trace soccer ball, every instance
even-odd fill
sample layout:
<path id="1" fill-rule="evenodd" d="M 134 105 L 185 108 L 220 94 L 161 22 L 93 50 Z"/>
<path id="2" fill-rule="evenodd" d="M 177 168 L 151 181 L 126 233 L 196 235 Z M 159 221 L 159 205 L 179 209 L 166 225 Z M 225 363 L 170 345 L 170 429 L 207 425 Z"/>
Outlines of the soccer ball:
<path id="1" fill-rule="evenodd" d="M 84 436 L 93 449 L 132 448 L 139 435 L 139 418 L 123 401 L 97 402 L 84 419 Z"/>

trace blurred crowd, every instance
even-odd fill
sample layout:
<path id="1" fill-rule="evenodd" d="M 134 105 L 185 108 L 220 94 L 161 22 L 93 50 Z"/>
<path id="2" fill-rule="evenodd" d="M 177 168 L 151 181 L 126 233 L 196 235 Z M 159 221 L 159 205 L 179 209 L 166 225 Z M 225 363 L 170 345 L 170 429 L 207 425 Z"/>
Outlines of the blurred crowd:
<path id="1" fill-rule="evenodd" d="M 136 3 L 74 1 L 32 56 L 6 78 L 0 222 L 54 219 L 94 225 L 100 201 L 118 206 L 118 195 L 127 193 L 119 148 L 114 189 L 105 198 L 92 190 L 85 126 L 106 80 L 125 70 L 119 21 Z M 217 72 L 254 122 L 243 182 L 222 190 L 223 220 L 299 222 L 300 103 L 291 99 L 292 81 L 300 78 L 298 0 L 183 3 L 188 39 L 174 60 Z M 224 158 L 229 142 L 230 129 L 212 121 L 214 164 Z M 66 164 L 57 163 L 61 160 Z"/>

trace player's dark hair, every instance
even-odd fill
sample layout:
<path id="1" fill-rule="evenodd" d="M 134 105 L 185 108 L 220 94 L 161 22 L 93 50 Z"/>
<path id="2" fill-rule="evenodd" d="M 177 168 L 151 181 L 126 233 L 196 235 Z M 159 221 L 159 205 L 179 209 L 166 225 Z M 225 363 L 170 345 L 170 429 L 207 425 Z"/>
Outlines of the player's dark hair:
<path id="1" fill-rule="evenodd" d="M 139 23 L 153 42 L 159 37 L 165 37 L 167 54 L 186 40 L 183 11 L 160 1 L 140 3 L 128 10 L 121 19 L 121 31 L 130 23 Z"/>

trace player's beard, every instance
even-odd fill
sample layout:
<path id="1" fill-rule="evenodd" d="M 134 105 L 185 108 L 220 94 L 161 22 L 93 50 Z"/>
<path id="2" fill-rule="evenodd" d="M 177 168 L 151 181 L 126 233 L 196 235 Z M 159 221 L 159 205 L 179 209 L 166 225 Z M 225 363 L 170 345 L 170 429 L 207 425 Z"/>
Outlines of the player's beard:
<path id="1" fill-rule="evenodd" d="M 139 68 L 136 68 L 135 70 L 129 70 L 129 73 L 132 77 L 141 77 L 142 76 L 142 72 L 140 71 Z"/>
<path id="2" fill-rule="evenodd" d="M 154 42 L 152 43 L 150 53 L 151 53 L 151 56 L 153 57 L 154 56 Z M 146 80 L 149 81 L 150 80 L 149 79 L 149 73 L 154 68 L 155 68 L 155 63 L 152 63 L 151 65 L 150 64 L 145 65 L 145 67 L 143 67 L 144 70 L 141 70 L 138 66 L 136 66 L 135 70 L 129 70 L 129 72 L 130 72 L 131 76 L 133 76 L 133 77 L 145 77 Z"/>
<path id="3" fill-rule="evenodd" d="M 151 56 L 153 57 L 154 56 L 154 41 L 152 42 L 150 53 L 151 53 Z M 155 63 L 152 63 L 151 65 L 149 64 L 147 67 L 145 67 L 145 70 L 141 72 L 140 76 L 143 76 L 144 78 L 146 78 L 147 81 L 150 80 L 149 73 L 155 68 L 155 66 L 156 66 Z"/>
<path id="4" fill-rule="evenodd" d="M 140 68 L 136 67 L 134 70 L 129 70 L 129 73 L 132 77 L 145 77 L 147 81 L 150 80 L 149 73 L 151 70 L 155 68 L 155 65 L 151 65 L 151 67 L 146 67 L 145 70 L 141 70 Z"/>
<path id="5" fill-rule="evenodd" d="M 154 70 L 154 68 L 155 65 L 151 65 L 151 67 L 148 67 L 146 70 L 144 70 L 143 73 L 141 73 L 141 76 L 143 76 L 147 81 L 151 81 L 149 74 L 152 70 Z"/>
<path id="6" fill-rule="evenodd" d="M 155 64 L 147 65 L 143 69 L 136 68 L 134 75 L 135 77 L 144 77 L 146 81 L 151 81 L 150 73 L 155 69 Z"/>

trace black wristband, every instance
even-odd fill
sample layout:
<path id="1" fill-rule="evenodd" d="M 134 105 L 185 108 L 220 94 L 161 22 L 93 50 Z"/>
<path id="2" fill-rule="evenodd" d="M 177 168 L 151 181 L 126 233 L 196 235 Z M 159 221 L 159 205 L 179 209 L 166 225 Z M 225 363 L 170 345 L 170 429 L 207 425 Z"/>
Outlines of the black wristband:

> _WHAT IS EXPECTED_: Return each line from the records that includes the word "wristband".

> _WRITTEN RESPONSE_:
trace black wristband, every instance
Outlines of the black wristband:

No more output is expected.